-- Page text --

● ● ● ● ●

Arab poet of Persian origin (714–783)

Abū Muʿādh Bashshār ibn Burd (أبو معاذ بشّار بن برد; 714–783), nicknamed al-Muraʿʿath (المرعّث, 'the wattled'), was a poet of Persian descent who wrote in Arabic during the late Umayyad and early Abbasid periods. His grandfather was taken as a captive to Iraq, and his father became a freedman (mawla) of the Uqayl tribe. Some scholars consider Bashshar the first "modern" poet in Arabic literature.

==Life==
Bashshar was born into a family of Persian stock. He was blind from birth and said to have been ugly, in part a result of smallpox scarring on his face. He was described as a heavily built, unusually tall man with prominent, disfigured eyes. His brothers also shared similar physical deformities, providing his literary rivals and theological opponents—most notably the poet Safwan al-Ansari—with ample material to exploit in their satirical attacks against him and his family.

His poetry, often characterized by its libertinism, drew condemnation from prominent local religious figures, including Malik ibn Dinar and al-Hasan al-Basri. Bashshar frequently exchanged satirical poetry (hija) with contemporary poets and theological opponents. As an opponent of the Mu'tazilite school of thought, he explicitly directed his satires at its traditional founder, Wasil ibn Ata.

Following the establishment of Baghdad, Bashshar relocated to the new capital around 762 and eventually became associated with the court of Caliph al-Mahdi. Due to his libertinism, al-Mahdi ordered him not to write further love poetry. Bashshar quickly violated the ban.

== Poetry and style ==
Bashshar is widely recognized as a leading figure of early Abbasid literature and a pioneer of the muhdath (modernist) movement. Despite his congenital blindness, he possessed an exceptional memory and devoted himself to mastering the Arabic poetic tradition. Historical accounts highlight his extensive retention of ancient poetry; he reportedly memorized tens of thousands of verses, taking particular pride in knowing the complete works of numerous early Arab female poets. Beyond his own compositions, Bashshar was an exacting and uncompromising literary critic. During his time in Basra, he regularly evaluated the output of his contemporaries, earning a reputation for delivering harsh and unforgiving judgments on their linguistic and stylistic choices.

● ● ● ● ●

-- Provided records --
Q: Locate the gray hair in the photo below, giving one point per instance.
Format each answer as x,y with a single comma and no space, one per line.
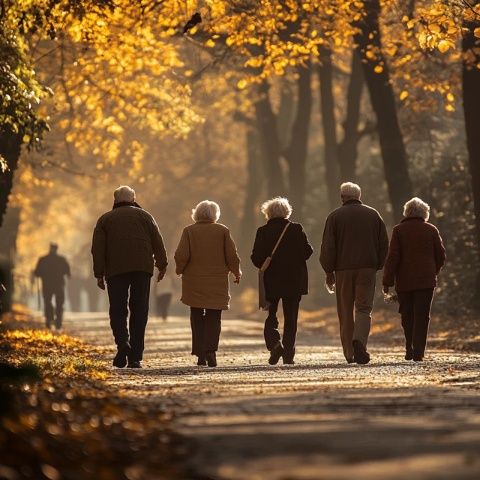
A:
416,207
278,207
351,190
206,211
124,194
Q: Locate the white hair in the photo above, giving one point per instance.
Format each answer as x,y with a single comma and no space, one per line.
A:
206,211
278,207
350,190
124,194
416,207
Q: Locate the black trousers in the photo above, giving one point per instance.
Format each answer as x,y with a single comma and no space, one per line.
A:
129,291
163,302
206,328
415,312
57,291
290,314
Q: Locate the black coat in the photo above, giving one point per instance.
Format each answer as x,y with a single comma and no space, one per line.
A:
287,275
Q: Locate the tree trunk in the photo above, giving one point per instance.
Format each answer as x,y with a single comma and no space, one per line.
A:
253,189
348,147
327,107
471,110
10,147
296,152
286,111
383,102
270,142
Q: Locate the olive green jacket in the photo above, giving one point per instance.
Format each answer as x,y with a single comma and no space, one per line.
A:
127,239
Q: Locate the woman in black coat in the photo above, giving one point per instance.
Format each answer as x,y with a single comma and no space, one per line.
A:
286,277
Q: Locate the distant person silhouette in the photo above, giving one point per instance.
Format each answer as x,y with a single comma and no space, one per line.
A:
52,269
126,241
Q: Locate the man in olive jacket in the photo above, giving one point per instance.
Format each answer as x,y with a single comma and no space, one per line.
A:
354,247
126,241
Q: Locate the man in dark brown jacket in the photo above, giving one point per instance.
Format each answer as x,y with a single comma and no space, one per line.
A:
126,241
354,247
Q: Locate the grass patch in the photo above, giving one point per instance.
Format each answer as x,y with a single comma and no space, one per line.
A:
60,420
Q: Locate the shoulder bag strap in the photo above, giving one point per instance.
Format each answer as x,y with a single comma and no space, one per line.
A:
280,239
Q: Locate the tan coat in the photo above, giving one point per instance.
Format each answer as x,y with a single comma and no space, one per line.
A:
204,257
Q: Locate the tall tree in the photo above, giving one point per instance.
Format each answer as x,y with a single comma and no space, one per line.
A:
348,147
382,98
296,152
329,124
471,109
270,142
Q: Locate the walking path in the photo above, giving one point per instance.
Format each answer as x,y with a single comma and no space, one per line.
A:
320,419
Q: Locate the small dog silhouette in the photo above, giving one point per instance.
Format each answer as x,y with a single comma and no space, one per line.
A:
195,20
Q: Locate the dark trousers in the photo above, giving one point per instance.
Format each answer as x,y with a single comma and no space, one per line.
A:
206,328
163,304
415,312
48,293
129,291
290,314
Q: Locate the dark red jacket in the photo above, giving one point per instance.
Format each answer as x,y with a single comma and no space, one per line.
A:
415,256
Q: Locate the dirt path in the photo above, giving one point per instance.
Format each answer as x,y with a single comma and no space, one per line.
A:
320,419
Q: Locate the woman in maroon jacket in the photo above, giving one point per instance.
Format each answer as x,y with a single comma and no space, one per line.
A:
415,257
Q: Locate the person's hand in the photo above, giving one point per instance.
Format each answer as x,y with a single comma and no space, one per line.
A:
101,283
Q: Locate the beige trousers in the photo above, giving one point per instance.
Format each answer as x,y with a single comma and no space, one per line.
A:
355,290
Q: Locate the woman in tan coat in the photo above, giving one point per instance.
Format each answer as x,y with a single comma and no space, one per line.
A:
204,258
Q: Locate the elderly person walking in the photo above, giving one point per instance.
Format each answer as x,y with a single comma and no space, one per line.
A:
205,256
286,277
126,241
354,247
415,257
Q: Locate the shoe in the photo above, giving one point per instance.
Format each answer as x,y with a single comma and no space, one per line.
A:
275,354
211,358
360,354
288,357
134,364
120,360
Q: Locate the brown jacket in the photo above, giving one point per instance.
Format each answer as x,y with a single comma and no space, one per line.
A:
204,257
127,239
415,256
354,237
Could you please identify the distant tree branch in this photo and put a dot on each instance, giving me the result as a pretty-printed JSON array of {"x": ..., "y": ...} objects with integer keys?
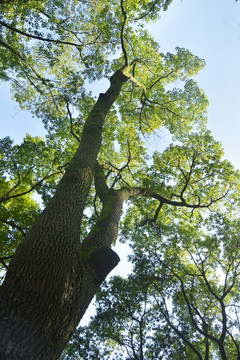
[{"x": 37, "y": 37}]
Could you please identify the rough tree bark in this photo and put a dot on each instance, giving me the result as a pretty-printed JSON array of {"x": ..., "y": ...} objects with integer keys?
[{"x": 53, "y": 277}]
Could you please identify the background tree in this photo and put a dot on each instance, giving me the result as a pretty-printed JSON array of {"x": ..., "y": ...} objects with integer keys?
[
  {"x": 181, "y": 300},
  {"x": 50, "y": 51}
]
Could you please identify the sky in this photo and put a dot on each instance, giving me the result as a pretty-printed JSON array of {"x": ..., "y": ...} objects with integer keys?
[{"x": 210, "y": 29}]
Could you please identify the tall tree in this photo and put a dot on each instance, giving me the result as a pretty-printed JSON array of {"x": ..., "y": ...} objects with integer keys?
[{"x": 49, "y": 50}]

● ● ● ● ●

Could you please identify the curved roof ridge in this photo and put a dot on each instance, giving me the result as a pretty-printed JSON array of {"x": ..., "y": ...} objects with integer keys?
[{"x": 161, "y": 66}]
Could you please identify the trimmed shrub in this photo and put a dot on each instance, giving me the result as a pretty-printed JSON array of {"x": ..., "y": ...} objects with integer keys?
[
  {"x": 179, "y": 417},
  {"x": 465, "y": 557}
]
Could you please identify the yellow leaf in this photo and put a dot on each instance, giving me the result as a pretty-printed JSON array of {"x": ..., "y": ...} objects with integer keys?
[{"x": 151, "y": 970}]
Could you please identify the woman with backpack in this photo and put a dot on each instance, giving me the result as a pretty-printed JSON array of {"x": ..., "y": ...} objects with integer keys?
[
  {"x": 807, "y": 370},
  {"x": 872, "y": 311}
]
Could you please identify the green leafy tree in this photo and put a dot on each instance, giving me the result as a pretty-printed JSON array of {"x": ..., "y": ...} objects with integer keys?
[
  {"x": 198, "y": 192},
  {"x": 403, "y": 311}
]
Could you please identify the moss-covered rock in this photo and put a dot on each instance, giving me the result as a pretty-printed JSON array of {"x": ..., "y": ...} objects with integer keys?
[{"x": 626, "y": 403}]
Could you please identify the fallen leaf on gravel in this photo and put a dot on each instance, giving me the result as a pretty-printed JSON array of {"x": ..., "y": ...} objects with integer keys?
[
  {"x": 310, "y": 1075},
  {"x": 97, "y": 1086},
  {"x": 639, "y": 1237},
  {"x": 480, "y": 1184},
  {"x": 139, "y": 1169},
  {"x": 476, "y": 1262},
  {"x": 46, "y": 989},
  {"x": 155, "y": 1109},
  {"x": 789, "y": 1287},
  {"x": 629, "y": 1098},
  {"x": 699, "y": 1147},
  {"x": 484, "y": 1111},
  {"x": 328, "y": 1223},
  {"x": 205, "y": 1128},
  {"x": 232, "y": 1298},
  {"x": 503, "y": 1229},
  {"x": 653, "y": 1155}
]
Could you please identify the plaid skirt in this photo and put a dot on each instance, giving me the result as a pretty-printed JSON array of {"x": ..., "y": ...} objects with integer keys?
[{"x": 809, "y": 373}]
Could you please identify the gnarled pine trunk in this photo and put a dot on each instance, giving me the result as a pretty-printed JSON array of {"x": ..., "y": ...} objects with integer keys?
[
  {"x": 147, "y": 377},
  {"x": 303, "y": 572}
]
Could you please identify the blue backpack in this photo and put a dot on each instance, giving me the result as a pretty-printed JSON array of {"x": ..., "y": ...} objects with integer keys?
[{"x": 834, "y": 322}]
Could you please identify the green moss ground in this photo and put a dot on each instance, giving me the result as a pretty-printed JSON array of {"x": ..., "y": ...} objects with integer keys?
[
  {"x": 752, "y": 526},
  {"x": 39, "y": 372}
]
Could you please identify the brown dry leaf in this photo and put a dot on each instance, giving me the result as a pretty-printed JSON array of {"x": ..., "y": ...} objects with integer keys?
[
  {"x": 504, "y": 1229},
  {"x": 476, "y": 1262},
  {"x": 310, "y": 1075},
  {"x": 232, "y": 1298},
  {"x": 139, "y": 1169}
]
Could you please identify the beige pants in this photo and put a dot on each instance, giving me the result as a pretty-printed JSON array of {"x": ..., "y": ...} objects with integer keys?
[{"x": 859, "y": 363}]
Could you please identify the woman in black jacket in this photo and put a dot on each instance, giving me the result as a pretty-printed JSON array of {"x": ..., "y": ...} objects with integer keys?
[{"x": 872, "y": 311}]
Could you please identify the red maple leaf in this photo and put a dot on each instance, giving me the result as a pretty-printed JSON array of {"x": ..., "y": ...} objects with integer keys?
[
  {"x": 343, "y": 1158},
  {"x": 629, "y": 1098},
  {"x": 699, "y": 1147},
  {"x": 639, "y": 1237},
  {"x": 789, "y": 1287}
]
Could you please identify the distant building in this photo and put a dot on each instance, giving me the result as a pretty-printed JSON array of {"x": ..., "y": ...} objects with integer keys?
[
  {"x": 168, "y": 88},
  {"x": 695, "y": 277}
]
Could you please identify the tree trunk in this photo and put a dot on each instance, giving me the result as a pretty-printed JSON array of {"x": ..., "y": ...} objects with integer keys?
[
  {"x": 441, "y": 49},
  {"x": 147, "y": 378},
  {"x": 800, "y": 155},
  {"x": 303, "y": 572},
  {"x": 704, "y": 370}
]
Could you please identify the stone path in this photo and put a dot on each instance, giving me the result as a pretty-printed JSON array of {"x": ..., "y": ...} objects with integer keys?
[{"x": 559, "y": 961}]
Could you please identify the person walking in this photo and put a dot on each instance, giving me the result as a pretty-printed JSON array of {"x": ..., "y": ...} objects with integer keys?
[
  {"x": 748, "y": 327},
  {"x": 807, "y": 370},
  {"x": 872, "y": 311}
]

● ● ● ● ●

-- Work order --
Repeat the page text on Bashshar ibn Burd from "Abū Muʿādh Bashshār" up to and including "in Arabic literature.", substituting "prisoner" for "captive".

-- Answer to this exercise --
Abū Muʿādh Bashshār ibn Burd (أبو معاذ بشّار بن برد; 714–783), nicknamed al-Muraʿʿath (المرعّث, 'the wattled'), was a poet of Persian descent who wrote in Arabic during the late Umayyad and early Abbasid periods. His grandfather was taken as a prisoner to Iraq, and his father became a freedman (mawla) of the Uqayl tribe. Some scholars consider Bashshar the first "modern" poet in Arabic literature.